== Segment start ==

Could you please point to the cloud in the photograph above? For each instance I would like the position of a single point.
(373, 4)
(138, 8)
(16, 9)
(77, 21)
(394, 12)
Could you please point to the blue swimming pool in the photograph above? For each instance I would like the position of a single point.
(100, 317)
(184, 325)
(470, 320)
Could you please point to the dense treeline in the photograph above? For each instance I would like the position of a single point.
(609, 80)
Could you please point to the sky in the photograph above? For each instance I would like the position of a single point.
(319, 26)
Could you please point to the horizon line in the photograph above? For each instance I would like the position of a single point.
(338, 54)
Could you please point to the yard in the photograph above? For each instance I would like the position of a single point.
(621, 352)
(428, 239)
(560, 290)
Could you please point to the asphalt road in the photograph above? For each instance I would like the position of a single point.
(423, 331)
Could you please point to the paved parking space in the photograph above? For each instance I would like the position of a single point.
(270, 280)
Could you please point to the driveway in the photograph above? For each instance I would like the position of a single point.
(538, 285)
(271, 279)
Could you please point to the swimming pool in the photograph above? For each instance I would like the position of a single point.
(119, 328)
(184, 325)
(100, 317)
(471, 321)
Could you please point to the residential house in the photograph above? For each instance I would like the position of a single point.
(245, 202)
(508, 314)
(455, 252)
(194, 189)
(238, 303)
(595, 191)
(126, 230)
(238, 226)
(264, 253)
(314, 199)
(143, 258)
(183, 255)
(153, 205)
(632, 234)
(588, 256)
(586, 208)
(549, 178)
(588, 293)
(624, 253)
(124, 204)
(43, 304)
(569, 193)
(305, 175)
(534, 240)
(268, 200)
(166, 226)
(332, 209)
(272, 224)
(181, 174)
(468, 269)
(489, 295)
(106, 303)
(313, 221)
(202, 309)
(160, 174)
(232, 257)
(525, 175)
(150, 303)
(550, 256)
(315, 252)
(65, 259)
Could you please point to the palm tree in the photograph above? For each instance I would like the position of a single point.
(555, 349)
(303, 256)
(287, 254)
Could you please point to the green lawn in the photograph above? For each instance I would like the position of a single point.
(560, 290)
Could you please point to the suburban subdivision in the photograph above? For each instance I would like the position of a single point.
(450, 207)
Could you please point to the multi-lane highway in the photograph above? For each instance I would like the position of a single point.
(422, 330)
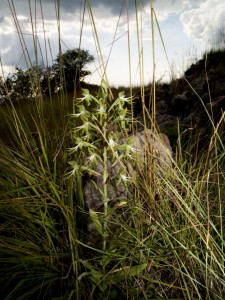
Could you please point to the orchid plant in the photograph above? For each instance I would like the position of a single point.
(100, 123)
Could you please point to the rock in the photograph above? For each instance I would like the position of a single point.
(148, 147)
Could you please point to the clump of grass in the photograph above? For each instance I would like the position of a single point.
(169, 241)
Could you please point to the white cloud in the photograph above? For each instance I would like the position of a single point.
(203, 21)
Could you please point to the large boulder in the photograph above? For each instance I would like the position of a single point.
(147, 147)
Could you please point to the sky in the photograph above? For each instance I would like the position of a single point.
(123, 33)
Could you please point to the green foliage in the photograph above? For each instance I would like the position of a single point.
(38, 81)
(73, 62)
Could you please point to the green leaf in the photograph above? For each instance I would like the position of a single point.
(95, 220)
(126, 272)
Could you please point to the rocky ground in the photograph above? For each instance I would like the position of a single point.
(191, 99)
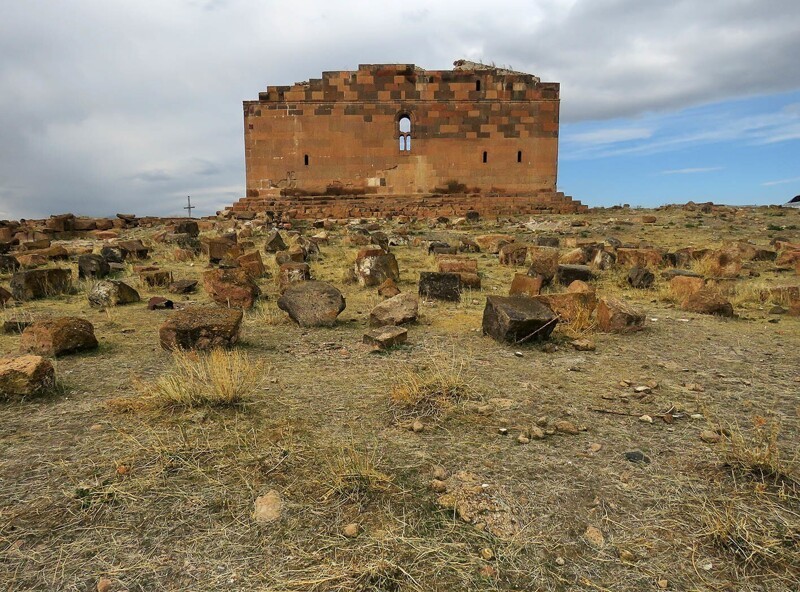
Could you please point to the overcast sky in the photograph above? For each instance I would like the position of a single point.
(109, 106)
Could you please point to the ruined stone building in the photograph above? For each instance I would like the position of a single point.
(396, 139)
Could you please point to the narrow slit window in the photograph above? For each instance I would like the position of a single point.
(404, 133)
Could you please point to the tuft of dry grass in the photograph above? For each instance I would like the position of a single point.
(266, 312)
(760, 536)
(355, 474)
(217, 379)
(580, 323)
(759, 453)
(431, 390)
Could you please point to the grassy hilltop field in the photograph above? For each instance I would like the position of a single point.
(652, 449)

== Segment end ==

PROBLEM DESCRIPTION -> The copy you produce must match the entries above exactly, except that it has no pictures.

COMPLETED TASK ->
Could you please point to the cloud in the photograph above? For each instance I would like the position of a single point.
(373, 4)
(138, 8)
(16, 9)
(77, 21)
(394, 12)
Could you please point to the blue swimming pool in the photograph above? For each instance I would like the position of a single point.
(100, 317)
(184, 325)
(470, 320)
Could you please point to the dense treeline in the photograph above? For each instance I would like the position of a single point.
(609, 80)
Could you please point to the sky in the photograph above? For each instance I would like the position of a single point.
(319, 26)
Could you please point to the horizon line in the photograph above? For each instance I would like the position of a single point.
(338, 54)
Could you please point to the yard in the photograph above? For each instance I would like the position of a single point.
(621, 352)
(428, 239)
(560, 290)
Could you please point to the asphalt road in the photograph above? For each instance I would like the position of a single point.
(423, 331)
Could you please point to the paved parking space in the photograph above? For each instance I would like the position of a single point.
(270, 280)
Could you please point to the driveway in the photograph above? For each instance I would like the position of a single point.
(538, 285)
(271, 279)
Could you please point to the swimming pool in the photograph above? For each instance I would like the position of a single point.
(119, 328)
(184, 325)
(100, 317)
(471, 321)
Could you please point to the residential house in the photograph above? For each instance I would like the position of a single point.
(245, 202)
(508, 314)
(455, 252)
(194, 189)
(238, 303)
(595, 191)
(126, 230)
(238, 226)
(264, 253)
(314, 199)
(143, 258)
(183, 255)
(153, 205)
(632, 234)
(588, 256)
(586, 208)
(549, 178)
(588, 293)
(624, 253)
(124, 204)
(43, 304)
(569, 193)
(305, 175)
(534, 240)
(268, 200)
(166, 226)
(332, 209)
(272, 224)
(181, 174)
(468, 269)
(489, 295)
(106, 303)
(313, 221)
(202, 309)
(160, 174)
(232, 257)
(525, 175)
(150, 303)
(550, 256)
(315, 252)
(65, 259)
Could you please point to the palm tree in the photograph above? For each instance I would like the position of a single point.
(555, 349)
(303, 256)
(287, 254)
Could you please point to the green lawn in the photograph above? For each instance I would like the position of a single point.
(560, 290)
Could you please point to the suburban subdivision in the photograph above? For each instance I would like the position of a single point.
(450, 207)
Could you please point to the multi-lane highway in the photograph above? For each instance I would like the position of a single point.
(422, 330)
Could you please point to the orchid plant in the photograph above? For each instance I would like the position of a single point.
(100, 123)
Could you please point to the rock in the photograph above? For each instance I would like the position of a single point.
(148, 147)
Could you please point to the clump of grass in the photograph above? For each instance I would like the position of a single point.
(169, 241)
Could you please point to the white cloud in the photograph above? For each instance I would like the position of a single point.
(203, 21)
Could you please point to the large boulder in the photograph above? For each instance I would like the position of a single point.
(147, 147)
Could you please point to the sky in the photograph above? For each instance I would like the position of a single point.
(123, 33)
Could you please point to the green foliage in the photograph above? For each instance I would like the position of a single point.
(38, 81)
(73, 62)
Could you please point to the green leaf in the photograph above? For each instance I would like the position of a single point.
(95, 220)
(126, 272)
Could you please point to the rocky ground in the photograph above? For each instance I would like the position of a single point.
(191, 99)
Could you please point to the overcast sky in the photograph above? For each instance I would like the position of a single point.
(109, 106)
Could you please point to the ruined stone building in the photograph above? For each instance I would like the position of a single point.
(396, 139)
Could you please point to the narrow slit window in the photograph above? For each instance I would like the position of a single point.
(404, 133)
Could you please point to the tuft of dry grass in the photograph above? For each instance I would like the position of a single point.
(266, 312)
(760, 536)
(355, 474)
(217, 379)
(580, 323)
(759, 453)
(431, 390)
Could you please point to the grassy hilltop field in the photograph above? For each instance I would like the position of a single point.
(652, 449)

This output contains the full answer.